Your instructions. Output these lines exactly as they appear, leaving out the pictures.

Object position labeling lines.
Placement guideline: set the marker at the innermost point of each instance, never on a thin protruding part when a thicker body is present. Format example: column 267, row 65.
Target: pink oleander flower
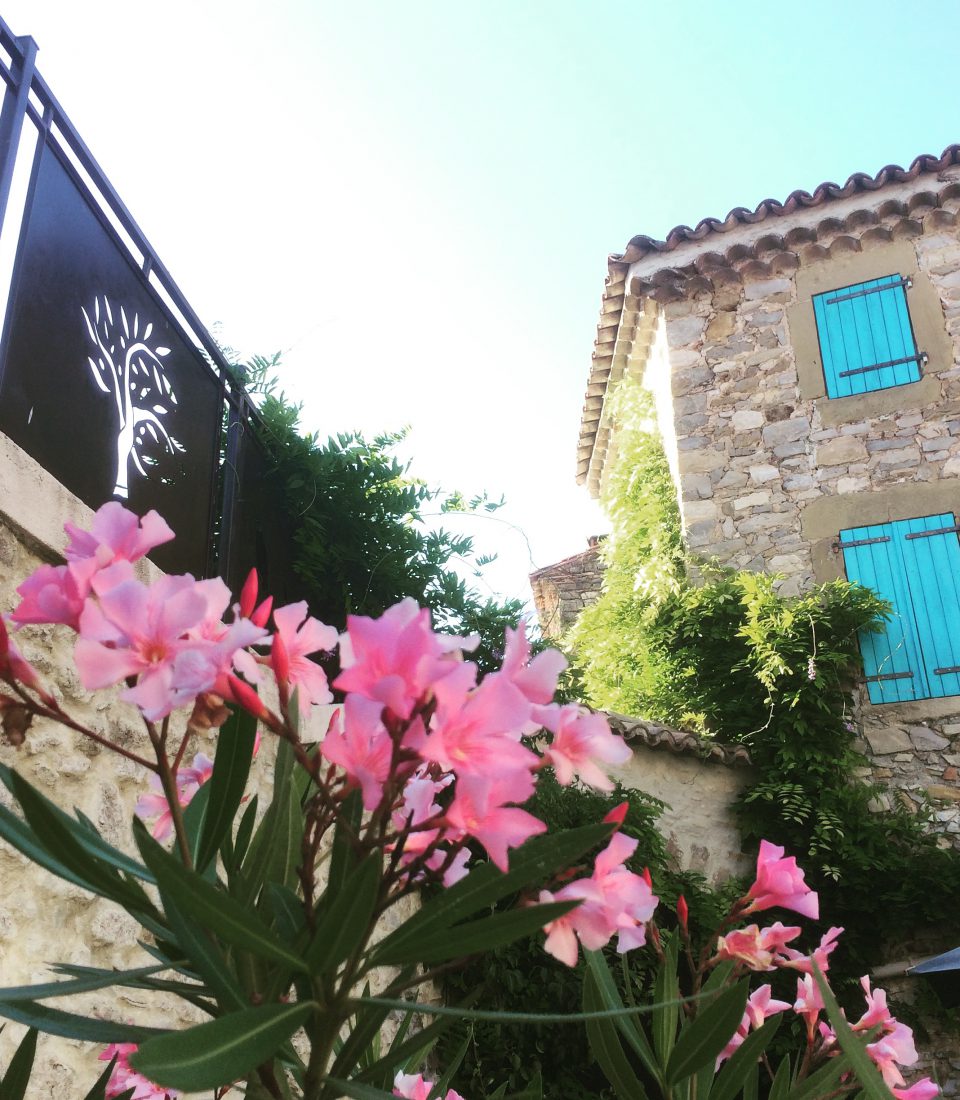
column 757, row 949
column 476, row 730
column 893, row 1049
column 397, row 658
column 117, row 535
column 480, row 810
column 536, row 679
column 300, row 635
column 809, row 1002
column 124, row 1077
column 780, row 883
column 614, row 900
column 760, row 1007
column 160, row 634
column 360, row 744
column 582, row 743
column 820, row 955
column 155, row 806
column 414, row 1087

Response to the task.
Placement guideline: set the marker at the innermost point of each instance, never on a thin protruding part when a thicker body is present. Format example: column 267, row 65.
Target: pink oleander flower
column 757, row 949
column 476, row 730
column 893, row 1049
column 397, row 658
column 117, row 535
column 480, row 810
column 536, row 679
column 300, row 635
column 809, row 1002
column 124, row 1077
column 780, row 883
column 614, row 900
column 760, row 1007
column 160, row 634
column 360, row 744
column 582, row 743
column 820, row 955
column 155, row 806
column 414, row 1087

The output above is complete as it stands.